··· Text passage ···

Environmental, social, and economic footprints of current and past beef production systems

Authors: STACKHOUSE-LAWSON, K - National Cattlemen'S Beef Association (NCBA); REAGAN, J - National Cattlemen'S Beef Association (NCBA); ISENBERG, B - Pennsylvania State University; Pollak, Emil; BATTAGLIESE, T - Basf Corporation North America; ULHMAN, B - Basf Corporation North America; BARCAN, C - Basf Corporation North America; SCHULZE, I - Basf Plant Science Llc; SILVA, J - Basf Plant Science Llc; Rotz, Clarence - Al

Submitted to: Symposium on Energy and Protein Metabolism and Nutrition
Publication Type: Proceedings
Publication Acceptance Date: 5/30/2013
Publication Date: 9/9/2013
Citation: Stackhouse-Lawson, K.R., Reagan, J.O., Isenberg, B.J., Pollak, E.J., Battagliese, T., Ulhman, B., Barcan, C., Schulze, I., Silva, J., Rotz, C.A. 2013. Environmental, social, and economic footprints of current and past beef production systems. Symposium on Energy and Protein Metabolism and Nutrition. Paper No 134.

··· Data listing ···

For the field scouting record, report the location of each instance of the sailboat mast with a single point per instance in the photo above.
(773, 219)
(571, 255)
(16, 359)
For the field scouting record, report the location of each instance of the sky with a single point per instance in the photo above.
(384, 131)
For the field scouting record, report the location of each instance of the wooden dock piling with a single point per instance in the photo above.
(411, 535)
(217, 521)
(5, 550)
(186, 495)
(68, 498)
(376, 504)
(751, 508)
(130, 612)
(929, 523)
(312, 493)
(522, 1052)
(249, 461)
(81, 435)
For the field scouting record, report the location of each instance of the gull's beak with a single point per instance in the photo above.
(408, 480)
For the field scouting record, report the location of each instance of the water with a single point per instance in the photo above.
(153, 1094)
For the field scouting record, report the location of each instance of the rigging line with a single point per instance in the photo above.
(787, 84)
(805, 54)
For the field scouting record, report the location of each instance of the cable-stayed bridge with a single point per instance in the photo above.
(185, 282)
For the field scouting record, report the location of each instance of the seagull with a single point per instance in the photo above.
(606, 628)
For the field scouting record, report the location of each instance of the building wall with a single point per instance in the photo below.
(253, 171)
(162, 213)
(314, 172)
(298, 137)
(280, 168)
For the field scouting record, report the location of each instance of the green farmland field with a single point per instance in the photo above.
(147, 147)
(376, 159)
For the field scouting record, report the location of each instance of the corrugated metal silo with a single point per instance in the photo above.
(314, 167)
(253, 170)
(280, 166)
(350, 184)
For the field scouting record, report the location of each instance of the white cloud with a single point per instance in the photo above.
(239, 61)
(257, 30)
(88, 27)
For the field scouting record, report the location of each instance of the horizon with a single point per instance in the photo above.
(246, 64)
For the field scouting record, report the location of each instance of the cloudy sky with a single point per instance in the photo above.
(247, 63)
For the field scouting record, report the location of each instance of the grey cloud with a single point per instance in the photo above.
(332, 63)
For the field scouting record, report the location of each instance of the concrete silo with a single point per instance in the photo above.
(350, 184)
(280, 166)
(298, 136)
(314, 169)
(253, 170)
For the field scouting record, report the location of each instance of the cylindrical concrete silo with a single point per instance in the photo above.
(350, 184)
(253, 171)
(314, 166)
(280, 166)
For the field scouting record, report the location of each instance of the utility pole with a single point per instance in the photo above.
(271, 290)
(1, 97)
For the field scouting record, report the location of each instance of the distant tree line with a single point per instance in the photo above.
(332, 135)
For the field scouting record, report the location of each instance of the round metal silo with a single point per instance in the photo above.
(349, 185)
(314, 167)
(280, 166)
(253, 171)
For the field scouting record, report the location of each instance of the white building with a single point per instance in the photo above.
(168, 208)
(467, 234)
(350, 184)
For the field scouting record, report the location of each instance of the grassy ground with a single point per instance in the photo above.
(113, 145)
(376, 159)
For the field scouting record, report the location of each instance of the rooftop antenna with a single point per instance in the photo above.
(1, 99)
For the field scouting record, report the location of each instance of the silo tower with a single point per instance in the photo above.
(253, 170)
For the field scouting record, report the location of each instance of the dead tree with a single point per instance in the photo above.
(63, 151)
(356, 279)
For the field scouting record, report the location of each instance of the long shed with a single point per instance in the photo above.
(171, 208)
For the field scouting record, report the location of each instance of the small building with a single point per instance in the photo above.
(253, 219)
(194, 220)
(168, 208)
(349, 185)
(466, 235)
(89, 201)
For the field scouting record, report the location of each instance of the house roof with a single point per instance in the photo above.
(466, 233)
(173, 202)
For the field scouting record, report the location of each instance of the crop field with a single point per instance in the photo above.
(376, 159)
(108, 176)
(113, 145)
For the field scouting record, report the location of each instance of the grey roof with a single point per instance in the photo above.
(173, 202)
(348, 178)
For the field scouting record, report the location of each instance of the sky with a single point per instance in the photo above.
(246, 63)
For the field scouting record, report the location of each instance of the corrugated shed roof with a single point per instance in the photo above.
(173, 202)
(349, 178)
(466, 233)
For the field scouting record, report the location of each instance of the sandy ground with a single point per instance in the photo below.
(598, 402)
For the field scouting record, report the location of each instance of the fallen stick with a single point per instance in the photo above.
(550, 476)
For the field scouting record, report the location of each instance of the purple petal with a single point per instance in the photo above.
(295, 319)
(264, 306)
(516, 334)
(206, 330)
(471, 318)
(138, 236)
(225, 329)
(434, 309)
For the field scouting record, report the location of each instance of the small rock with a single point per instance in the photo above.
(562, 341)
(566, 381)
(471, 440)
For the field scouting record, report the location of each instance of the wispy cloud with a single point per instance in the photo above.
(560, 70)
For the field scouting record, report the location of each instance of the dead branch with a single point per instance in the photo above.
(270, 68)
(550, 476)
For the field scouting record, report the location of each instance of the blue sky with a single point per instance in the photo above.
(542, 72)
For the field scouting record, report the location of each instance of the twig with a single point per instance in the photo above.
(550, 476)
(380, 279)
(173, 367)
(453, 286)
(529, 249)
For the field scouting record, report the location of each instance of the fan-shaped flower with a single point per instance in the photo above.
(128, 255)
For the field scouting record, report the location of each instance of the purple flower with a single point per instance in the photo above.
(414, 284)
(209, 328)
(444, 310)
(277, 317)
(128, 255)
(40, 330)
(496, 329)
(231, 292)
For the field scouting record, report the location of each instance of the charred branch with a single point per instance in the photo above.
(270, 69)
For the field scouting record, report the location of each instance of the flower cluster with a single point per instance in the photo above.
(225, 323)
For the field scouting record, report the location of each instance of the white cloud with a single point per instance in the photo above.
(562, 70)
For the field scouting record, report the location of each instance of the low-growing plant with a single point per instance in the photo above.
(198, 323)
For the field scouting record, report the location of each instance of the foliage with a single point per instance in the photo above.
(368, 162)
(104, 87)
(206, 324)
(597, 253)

···

-- Task --
Set down the passage of the beef production record above that runs from "Submitted to: Symposium" up to and including "Paper No 134.", keeping every word and mark unchanged.

-- Response --
Submitted to: Symposium on Energy and Protein Metabolism and Nutrition
Publication Type: Proceedings
Publication Acceptance Date: 5/30/2013
Publication Date: 9/9/2013
Citation: Stackhouse-Lawson, K.R., Reagan, J.O., Isenberg, B.J., Pollak, E.J., Battagliese, T., Ulhman, B., Barcan, C., Schulze, I., Silva, J., Rotz, C.A. 2013. Environmental, social, and economic footprints of current and past beef production systems. Symposium on Energy and Protein Metabolism and Nutrition. Paper No 134.